Dalila Pereira da Costa:

A Busca da Imortalidade

Há nos Salmos, como uma progressão conducente a uma meta, como numa Demanda. E onde começo se une ao fim. Desde os primeiros poemas, se apresentando os dados necessários para o atingimento dessa meta: por uma revolução interior, a única revolução verdadeira, porque fecunda, para transformação deste mundo, num novo mundo. Obra demiúrgica, cabendo aqui aos poetas, e ainda a seus leitores, como segundos seus criadores. A poesia surgindo nos nossos dias, como a forma em que muito preferentemente se manifesta a religião: tudo assim se aclarando, sua função sendo de religar o homem ao divino. Assim, só pela religião assumida, poderá vir essa revolução. Desde este mundo do quotidiano, de ódio, de juízes infames e carnificinas de crianças, cidades ensanguentadas, onde se esqueceu de suas doces cantigas, de todo o sofrimento – os poetas declaram: “nós, os filhos de ternura”, iniciaremos a luta contra o ódio, o demoníaco, por essa força do amor, sublimada; e “o termo da tradição não será ódio”. Assim também dissera João Guimarães Rosa, no Grande Sertão: “Deus é definitivamente; o demo é o contrário Dele”. “o Diabo vige mas não rege”. Nesta caminhada urgirá ver a morte em toda sua verdade: “Expressão da liberdade pode ser a morte”. Porque sua vitória maior é a abolição do tempo, tal “mar que dissolve o desmedido tempo”. Assim como anunciou o Anjo do Apocalipse. Aqui estará o fim da história e do seu sofrimento. E na longa caminhada, se unirá começo e fim; para além do tempo, por essa “mudança que sofrem os elos do nascimento”. Eis a suprema proposta ontológica e escatológica presente nestes Salmos. Abolição do tempo, devir terreno, que se vai tentar em dimensão pessoal, na corrente das gerações; e na corrente mais lata da história da humanidade. Assim primeiro, o poeta é consciente de sua pertença a uma herança de mães e mães incontáveis, mas onde nessa corrente, “fileira infinita / de reflexos femininos”, a memoria falhará fatalmente no longínquo passado, só podendo recuar e reconhecer até à penúltima dessas mães. Tão difícil é vislumbrar no destino da noite escura que se fecha no seu mistério. Nessa luta contra o olvido, crescendo no devir, o poeta vai usar uma força augusta: a memória; e esta ainda na forma sublimada, como anamnese. Agora, não mais nos limites duma história genealógica pessoal no tempo, mas na amplitude da história da humanidade, criando esses fantásticos Ecos da Antiguidade.

= = = = =

[INSTRUÇÃO A]:
Mostre todas as linhas da listagem que contêm a palavra "grey".
[INSTRUÇÃO B]:
Retome o texto sobre a busca da imortalidade nos Salmos e continue-o a partir do ponto em que termina.

[DADOS REGISTADOS]:
= = = = =

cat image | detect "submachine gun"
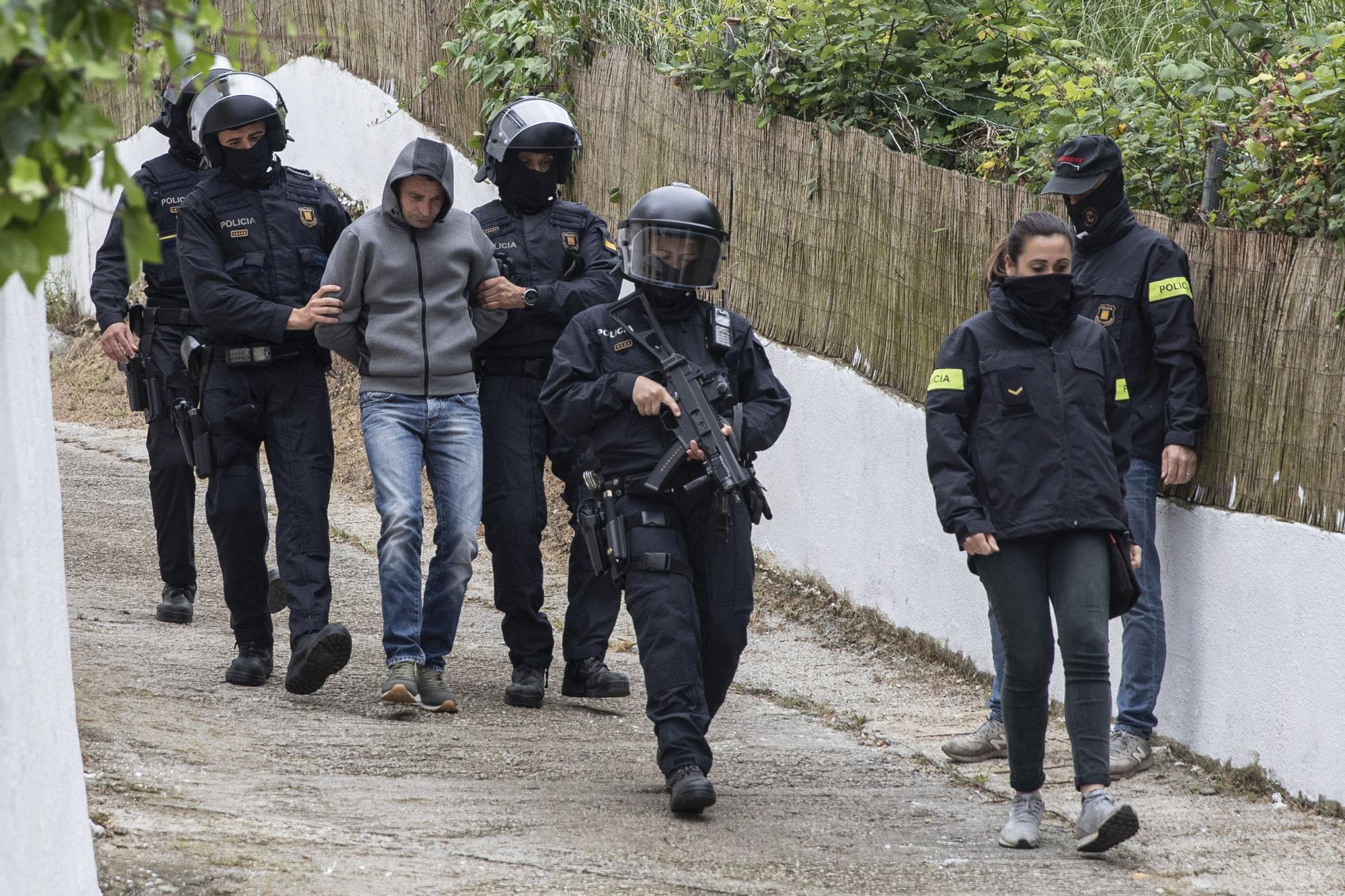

= = = = =

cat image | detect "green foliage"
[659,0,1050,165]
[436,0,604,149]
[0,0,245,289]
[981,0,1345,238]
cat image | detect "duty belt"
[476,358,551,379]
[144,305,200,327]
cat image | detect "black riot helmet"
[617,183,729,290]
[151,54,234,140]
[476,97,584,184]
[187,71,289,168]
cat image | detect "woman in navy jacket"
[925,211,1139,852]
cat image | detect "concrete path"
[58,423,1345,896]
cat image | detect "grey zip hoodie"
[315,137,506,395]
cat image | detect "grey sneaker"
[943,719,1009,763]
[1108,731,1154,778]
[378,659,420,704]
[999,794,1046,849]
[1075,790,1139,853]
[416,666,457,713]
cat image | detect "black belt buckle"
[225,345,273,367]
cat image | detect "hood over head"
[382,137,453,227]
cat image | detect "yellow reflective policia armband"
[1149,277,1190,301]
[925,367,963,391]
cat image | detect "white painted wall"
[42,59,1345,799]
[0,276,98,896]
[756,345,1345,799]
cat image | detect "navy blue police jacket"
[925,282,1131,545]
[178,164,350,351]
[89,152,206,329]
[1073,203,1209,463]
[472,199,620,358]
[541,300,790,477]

= = = = =

[RESULTADO ESPERADO A]:
cat image | detect "grey zip hoodie"
cat image | detect "grey sneaker"

[RESULTADO ESPERADO B]:
Stefan Dias, fascinado por essa força e nela confiante, dá-nos esses vários e vivos fragmentos dessa história, em lampejos súbitos, arrancados do abismo negro do olvido. Lembra-se. E nesse passado longínquo da humanidade mediterrânea, entre fenícios e cartagineses, para além da lógica e razão absolutilisada de Descartes, nessa anamnese e através da poesia, se dá uma ressurreição desses homens e seus errares sobre terras e mares; que só estavam esquecidos, mas não mortos para sempre. E aqui se evocará assim o percurso idêntico de Giambattista Vico. Porque “cada dia traz no reverso a sua própria memória”. Mas que necessita uma luta corpo a corpo, contra aquele que “resguarda / as verdadeiras respostas / em sua impiedosa sombra”. E nessa luta, tal como para o filósofo italiano, se vai mais longe que o poder da história, com essa subtilíssima luz da poesia. Porque o desejo do poeta será redimir o efémero, pertença do devir terreno. Por isso este seu livro se fecha pelos Salmos de Guilgamech, o herói sumério que surge na epopeia dos babilónios descendo ao fundo do oceano, e que sob o ensino do sages Utnapichtim, o único homem salvo do dilúvio, vai em busca da erva com espinhos que dá a vida, infinitamente. Mas aqui, o herói é mais prudente do que o sumério no seu acto falhado; sabendo que, nesta busca do Ser, do Absoluto, existindo no inacessível fundo de seu Mistério, quem busca é o mortal, o ser, no qual se dá a reintegração, como salvação. A meta, proposta no começo, foi atingida: unindo os contrários, na conjunctium oppositorum, foi realizado o acto supremo de reintegração do ser: sua salvação. Stefan Dias, “Absorveu o delírio do Sol (...) os corvos sinistros (...). Ao absorver a luz / e a sombra / espremeu o viço / de sua vida (...)”.

Dalila Pereira da Costa Porto, 23 – IV – 1998.